Excerto da entrevista:

============================================================

CAIO – Boa observação. Gosto muito do gajo, mas não tinha pensado nisso dessa forma. No Desassossego utilizei muitas sonoridades da natureza, é muito à base da guitarra e da voz. Acho que esse disco tem mais a ver com o trabalho do José González, mas não é uma influência máxima. Acho que tem muito mais a ver comigo, não tanto com influências. O teu amigo até tem alguma razão, agora que estou a ver isto desta perspetiva, até faz algum sentido.

TM – Não é um folk tão habitual.

CAIO – Sim, é um bocado diferente.

TM – Em Portugal, em termos de cantautoria, temos nomes maiores como B Fachada, Luís Severo, Éme.

CAIO – Lá está, eles como se conhecem muito bem, tem influências muito parecidas. O que não é mau de todo, eles são bons músicos. Agora, não se pode falar numa grande variedade no folk.

TM – Falando das músicas do álbum, tens alguma favorita? A que eu gostei mais foi a “Saudade”. Prendeu-me logo ali a abrir o álbum.

CAIO – A “Saudade” funciona muito uma música de prefácio. Tu abres um livro e queres ver de que é que este trata. É a melhor música que se pode ouvir antes de iniciar o disco porque depois vai abrir um caminho em que se ouve muita música fora do contexto da “Saudade”, muita música com banda, muita música a solo. A música que me marcou mesmo e me faz mossa sempre que a oiço, o que é raro porque oiço muito poucas vezes as minhas músicas, é a “Só mais um Adeus”. É instrumental, não tem voz nenhuma, mas é a que tem a maior mensagem do disco.

TM – A música “Pedrógão” está relacionada com os acontecimentos trágicos do último ano? É uma espécie de homenagem?

CAIO – Está sim.

TM – Isso afetou-te diretamente?

CAIO – Afetou porque viajei muito no verão e vi Portugal completamente queimado. Conheci várias pessoas que passaram por essa dor. Foi uma coisa que valeu mesmo a pena escrever. A música fala sobre a posição das pessoas, não fala sobre os incêndios em si, fala sobre o que as pessoas perderam e nós, como seres humanos, somos capazes de dar o pé à frente e continuar a ser capazes de superar as coisas. Acho que o tema de Pedrógão, como qualquer tema de outros incêndios, é muito importante para eu passar esta mensagem e transmitir uma dor do que se passou em Portugal.


 
TM – Compreendo. Consigo associar a tua música à natureza. Talvez mais visualmente por causa da capa dos álbuns. A primeira na praia, a segunda no campo e a terceira no céu. Consigo também associar a tua música a viagens e passeios pelo campo.
Atuaste no final do festival Termómetro e até chegaste à final. Como foi essa experiência?

============================================================

Linhas extraídas:

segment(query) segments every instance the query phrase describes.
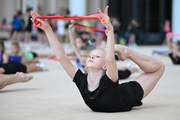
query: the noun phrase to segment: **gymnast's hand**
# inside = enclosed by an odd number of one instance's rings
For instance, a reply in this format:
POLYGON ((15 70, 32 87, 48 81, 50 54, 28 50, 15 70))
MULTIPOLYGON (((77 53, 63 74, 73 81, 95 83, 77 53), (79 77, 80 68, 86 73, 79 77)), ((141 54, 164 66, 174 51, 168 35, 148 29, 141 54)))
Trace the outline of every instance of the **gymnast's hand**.
POLYGON ((41 28, 42 30, 46 31, 47 29, 51 28, 49 23, 46 20, 39 19, 39 14, 34 11, 31 11, 31 21, 36 24, 37 27, 41 28))
POLYGON ((100 8, 98 8, 98 11, 101 14, 99 16, 99 20, 106 27, 106 29, 109 31, 109 30, 113 30, 113 26, 112 26, 110 19, 109 19, 109 16, 108 16, 108 8, 109 8, 109 6, 107 6, 105 8, 104 13, 101 11, 100 8))

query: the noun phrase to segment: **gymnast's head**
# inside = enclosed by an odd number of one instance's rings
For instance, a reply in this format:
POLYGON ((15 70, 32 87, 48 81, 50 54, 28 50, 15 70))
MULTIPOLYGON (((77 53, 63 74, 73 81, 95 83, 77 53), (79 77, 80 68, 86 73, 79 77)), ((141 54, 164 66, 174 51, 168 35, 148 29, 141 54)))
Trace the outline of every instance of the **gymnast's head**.
POLYGON ((105 53, 106 52, 102 49, 95 49, 91 51, 89 57, 86 60, 87 70, 106 71, 105 53))

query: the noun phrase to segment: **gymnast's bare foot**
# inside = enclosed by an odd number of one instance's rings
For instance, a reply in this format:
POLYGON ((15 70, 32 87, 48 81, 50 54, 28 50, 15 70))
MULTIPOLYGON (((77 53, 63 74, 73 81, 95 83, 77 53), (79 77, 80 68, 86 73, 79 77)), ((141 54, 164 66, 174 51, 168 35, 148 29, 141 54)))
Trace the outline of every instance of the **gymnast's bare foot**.
POLYGON ((28 82, 31 79, 33 79, 33 76, 27 76, 23 72, 17 72, 16 76, 19 76, 21 78, 21 80, 20 80, 21 82, 28 82))
POLYGON ((126 60, 126 58, 128 57, 128 47, 123 46, 123 45, 115 45, 114 46, 114 50, 118 55, 118 58, 122 61, 126 60))

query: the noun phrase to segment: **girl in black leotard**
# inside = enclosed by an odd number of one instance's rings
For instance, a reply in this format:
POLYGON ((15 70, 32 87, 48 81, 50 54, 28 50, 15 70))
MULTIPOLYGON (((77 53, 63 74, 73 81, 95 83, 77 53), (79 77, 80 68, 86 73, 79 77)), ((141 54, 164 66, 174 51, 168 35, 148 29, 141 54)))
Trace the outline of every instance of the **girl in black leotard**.
POLYGON ((93 50, 87 61, 87 74, 74 66, 67 57, 63 46, 56 38, 49 24, 39 15, 31 12, 32 21, 39 22, 37 27, 43 29, 55 52, 56 58, 61 63, 67 74, 78 87, 86 105, 97 112, 129 111, 134 106, 142 105, 145 98, 155 87, 164 72, 162 62, 149 56, 138 53, 126 46, 115 46, 121 60, 131 59, 144 71, 135 81, 118 84, 118 68, 114 60, 114 30, 108 17, 108 7, 102 13, 100 9, 99 20, 106 27, 106 51, 93 50))

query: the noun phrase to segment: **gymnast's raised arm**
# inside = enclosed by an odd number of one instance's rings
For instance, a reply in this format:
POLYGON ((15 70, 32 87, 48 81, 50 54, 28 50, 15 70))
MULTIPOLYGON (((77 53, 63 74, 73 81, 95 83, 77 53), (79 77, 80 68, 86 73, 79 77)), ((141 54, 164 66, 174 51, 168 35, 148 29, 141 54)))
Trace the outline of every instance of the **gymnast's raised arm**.
POLYGON ((51 47, 53 48, 53 51, 58 59, 58 61, 61 63, 62 67, 65 69, 65 71, 67 72, 67 74, 73 79, 75 73, 77 72, 78 68, 75 67, 71 61, 69 60, 69 58, 67 57, 63 46, 61 45, 61 43, 59 42, 59 40, 57 39, 57 37, 55 36, 52 28, 50 27, 50 25, 42 19, 36 19, 38 15, 36 12, 31 11, 31 16, 32 16, 32 22, 34 22, 35 20, 37 20, 38 24, 37 27, 41 28, 42 30, 44 30, 49 43, 51 45, 51 47))
POLYGON ((118 68, 114 60, 114 29, 108 17, 108 6, 105 8, 104 13, 100 10, 99 13, 101 16, 99 20, 106 27, 107 35, 107 44, 106 44, 106 74, 113 81, 117 82, 118 80, 118 68))

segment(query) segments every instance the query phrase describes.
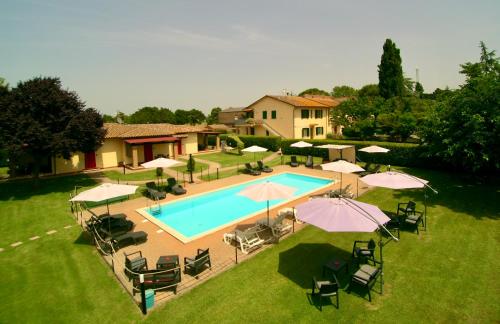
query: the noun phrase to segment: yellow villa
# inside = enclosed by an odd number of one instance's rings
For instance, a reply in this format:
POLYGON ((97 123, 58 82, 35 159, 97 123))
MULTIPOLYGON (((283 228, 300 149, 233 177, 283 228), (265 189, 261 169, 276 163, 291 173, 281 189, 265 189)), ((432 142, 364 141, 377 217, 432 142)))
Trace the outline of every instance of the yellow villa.
POLYGON ((329 133, 341 133, 340 127, 330 123, 329 111, 344 100, 314 95, 266 95, 244 109, 253 118, 235 126, 242 135, 325 139, 329 133))
MULTIPOLYGON (((217 135, 210 126, 172 124, 105 123, 106 136, 95 152, 75 153, 70 160, 54 158, 53 174, 117 166, 137 168, 158 156, 175 159, 198 153, 208 146, 208 135, 217 135)), ((219 146, 217 136, 216 148, 219 146)))

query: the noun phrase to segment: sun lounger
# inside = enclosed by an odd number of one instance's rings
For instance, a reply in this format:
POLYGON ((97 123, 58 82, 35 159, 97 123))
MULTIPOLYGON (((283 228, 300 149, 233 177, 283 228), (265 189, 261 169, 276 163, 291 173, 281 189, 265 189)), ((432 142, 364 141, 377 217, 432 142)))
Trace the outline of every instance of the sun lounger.
POLYGON ((262 171, 262 172, 273 172, 273 169, 271 169, 270 167, 268 167, 267 165, 264 165, 264 163, 262 161, 257 161, 257 169, 262 171))

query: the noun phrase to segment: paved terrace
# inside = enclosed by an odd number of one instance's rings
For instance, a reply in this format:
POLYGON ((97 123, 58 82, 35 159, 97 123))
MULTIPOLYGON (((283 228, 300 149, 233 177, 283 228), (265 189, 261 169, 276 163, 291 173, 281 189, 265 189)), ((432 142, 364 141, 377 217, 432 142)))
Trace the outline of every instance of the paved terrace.
MULTIPOLYGON (((312 176, 319 176, 319 177, 325 177, 325 178, 332 178, 336 179, 337 181, 327 187, 326 189, 321 189, 315 192, 321 193, 326 190, 332 190, 332 189, 338 189, 340 187, 340 182, 339 182, 339 177, 340 175, 338 173, 334 172, 328 172, 328 171, 322 171, 322 170, 317 170, 317 169, 309 169, 305 168, 303 165, 296 167, 296 168, 291 168, 289 166, 277 166, 274 168, 274 172, 270 173, 269 175, 277 174, 277 173, 283 173, 283 172, 296 172, 304 175, 312 175, 312 176)), ((177 199, 182 199, 189 197, 191 195, 196 195, 200 193, 204 193, 207 191, 223 188, 229 185, 234 185, 250 180, 255 180, 259 177, 264 177, 266 174, 262 174, 260 176, 251 176, 251 175, 246 175, 246 174, 241 174, 241 175, 236 175, 233 177, 229 178, 224 178, 220 180, 214 180, 211 182, 202 182, 202 183, 194 183, 194 184, 186 184, 186 189, 187 189, 187 194, 186 195, 181 195, 181 196, 174 196, 171 194, 168 194, 167 197, 161 201, 161 203, 168 203, 171 201, 175 201, 177 199)), ((343 175, 343 186, 347 186, 348 184, 351 185, 351 188, 353 188, 354 194, 356 194, 356 187, 357 187, 357 181, 358 177, 355 174, 344 174, 343 175)), ((363 192, 368 190, 368 187, 361 182, 359 182, 360 187, 359 187, 359 194, 361 195, 363 192)), ((278 210, 281 208, 285 207, 293 207, 299 203, 307 201, 308 196, 306 197, 301 197, 295 200, 292 200, 284 205, 281 205, 276 208, 270 209, 270 216, 275 217, 278 210)), ((178 286, 177 289, 177 295, 182 294, 192 287, 202 283, 205 281, 207 278, 210 278, 214 275, 217 275, 228 268, 232 267, 235 265, 236 259, 235 259, 235 248, 234 246, 229 246, 223 242, 223 235, 224 233, 232 232, 236 228, 238 229, 245 229, 246 227, 249 227, 253 225, 258 219, 266 217, 266 212, 260 213, 252 218, 246 219, 242 221, 241 223, 237 225, 232 225, 225 227, 221 230, 218 230, 217 232, 208 234, 206 236, 203 236, 199 239, 196 239, 192 242, 189 243, 182 243, 178 239, 176 239, 174 236, 170 235, 167 232, 164 232, 161 230, 157 225, 147 221, 142 215, 140 215, 136 209, 147 207, 152 205, 153 202, 146 198, 146 197, 141 197, 133 200, 128 200, 120 203, 116 203, 110 206, 110 212, 112 214, 114 213, 124 213, 127 215, 127 218, 132 220, 136 226, 134 228, 134 231, 145 231, 148 233, 148 240, 147 242, 137 245, 137 246, 129 246, 123 249, 120 249, 117 251, 117 253, 114 255, 113 258, 109 256, 105 256, 105 259, 110 265, 113 265, 115 274, 117 275, 117 278, 119 281, 122 283, 122 285, 125 287, 125 289, 130 293, 132 292, 132 284, 129 282, 128 278, 124 274, 124 253, 131 253, 135 251, 141 251, 143 256, 147 258, 148 260, 148 267, 149 269, 154 269, 156 266, 156 261, 158 260, 158 257, 161 255, 179 255, 179 261, 180 265, 183 270, 183 261, 184 257, 193 257, 196 255, 196 251, 198 248, 200 249, 206 249, 210 248, 210 257, 212 260, 212 270, 205 270, 202 272, 198 278, 192 277, 190 275, 184 274, 182 272, 182 282, 178 286), (113 259, 113 260, 112 260, 113 259)), ((96 213, 104 213, 105 210, 104 207, 99 207, 95 209, 96 213)), ((84 212, 83 214, 84 218, 89 217, 89 213, 84 212)), ((292 222, 292 220, 287 219, 285 220, 287 222, 292 222)), ((304 226, 307 226, 306 224, 299 224, 295 223, 295 231, 301 230, 304 226)), ((263 233, 264 235, 267 235, 269 237, 269 233, 263 233)), ((293 235, 288 234, 288 235, 293 235)), ((286 239, 285 237, 282 237, 281 240, 286 239)), ((275 244, 275 243, 274 243, 275 244)), ((279 243, 278 243, 279 244, 279 243)), ((270 242, 269 244, 265 244, 263 248, 260 248, 254 252, 251 252, 248 255, 243 254, 239 249, 238 249, 238 262, 244 261, 248 258, 251 258, 253 255, 259 253, 259 251, 272 246, 273 243, 270 242)), ((175 295, 171 291, 158 291, 155 296, 156 302, 162 302, 169 300, 173 298, 175 295)), ((140 300, 140 294, 135 294, 134 299, 139 302, 140 300)))

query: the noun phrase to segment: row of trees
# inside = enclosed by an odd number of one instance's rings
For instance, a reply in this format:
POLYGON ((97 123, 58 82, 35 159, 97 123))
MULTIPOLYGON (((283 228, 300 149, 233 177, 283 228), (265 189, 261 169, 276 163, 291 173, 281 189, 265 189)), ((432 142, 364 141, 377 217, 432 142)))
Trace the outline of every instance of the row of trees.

============================================================

Tarefas escritas:
[A] Nas linhas, reescreve o trecho que começa na linha que contém "query: the noun phrase to segment: **gymnast's bare" e acaba na linha que contém "POLYGON ((126 60, 126", trocando "bare foot" por "left foot" e mantendo tudo o resto igual.
[B] Prossegue a entrevista com CAIO a partir da última frase apresentada.
Estas linhas não têm qualquer relação com a entrevista.

Respostas do exercício:
[A]
query: the noun phrase to segment: **gymnast's left foot**
# inside = enclosed by an odd number of one instance's rings
For instance, a reply in this format:
POLYGON ((15 70, 32 87, 48 81, 50 54, 28 50, 15 70))
MULTIPOLYGON (((77 53, 63 74, 73 81, 95 83, 77 53), (79 77, 80 68, 86 73, 79 77)), ((141 54, 164 66, 174 51, 168 35, 148 29, 141 54)))
Trace the outline of every instance of the **gymnast's left foot**.
POLYGON ((28 82, 31 79, 33 79, 33 76, 27 76, 23 72, 17 72, 16 76, 19 76, 21 78, 21 80, 20 80, 21 82, 28 82))
POLYGON ((126 60, 126 58, 128 57, 128 47, 123 46, 123 45, 115 45, 114 46, 114 50, 118 55, 118 58, 122 61, 126 60))

[B]
CAIO – Muito fixe porque houve uma fase depois deste disco que estive muito sozinho. Estive sem ninguém a trabalhar comigo, senti que estava a ser esquecido. Fui para o Termómetro com zero esperanças naquela de: vou ser o gajo que está a tocar sozinho. Tive um hype enorme pelas pessoas, senti-me valorizado, algo que já não sentia há muito tempo. Foi muito importante para conhecer pessoas e mesmo pessoalmente, para me dar valor.

TM – O Termómetro já existe há 20 e tal anos. Achas que continua relevante?

CAIO – Acho que é muito mais relevante agora pelas bandas que estão a surgir. O festival tem bom ouvido e consegue fazer grandes eventos com pessoas brutais. Conheci bandas muito boas tipo Jerónimo, SEASE, pessoal muito porreiro. De certa forma, não é bem uma porta porque essas pessoas são inteligentes e conseguem safar-se. É uma oportunidade que se dá e isso tem mesmo muito valor.

TM – Falando de concertos, para já tens duas datas no Sabotage e no Café au Lait. Tens mais algumas datas que nos possas adiantar?

CAIO – Posso-te dizer que vou tocar pelo país todo até julho. Depois estou a pensar fazer festivais. Vou muito ao norte e ao Alentejo.

TM – O que tens ouvido nas últimas semanas? Assim algum disco que te tenha marcado.

CAIO – As pessoas vão gozar comigo, mas tenho ouvido muita música pop. Principalmente cantoras, Maggie Rogers, Jorja Smith, assim com um flow mais hip hop, mais funk. Tenho ouvido muito Paraguaii. Nils Frahm, Jonathan Wilson e Michael Kiwanuka. De resto tenho ouvido muito pop, à fartana. Este tipo de cantoras que oiço inspiram-me muito a pegar na guitarra e escrever. Não é uma influência, mas traz-me um espírito mais criativo.

TM – Alguma mensagem final para os leitores desta entrevista?

CAIO – Oiçam o meu disco, se me virem na rua venham falar comigo e vamos beber um café. Sejam felizes. Espero que este próximo trabalho tenha um impacto positivo nas pessoas.

TM – Obrigado pela conversa!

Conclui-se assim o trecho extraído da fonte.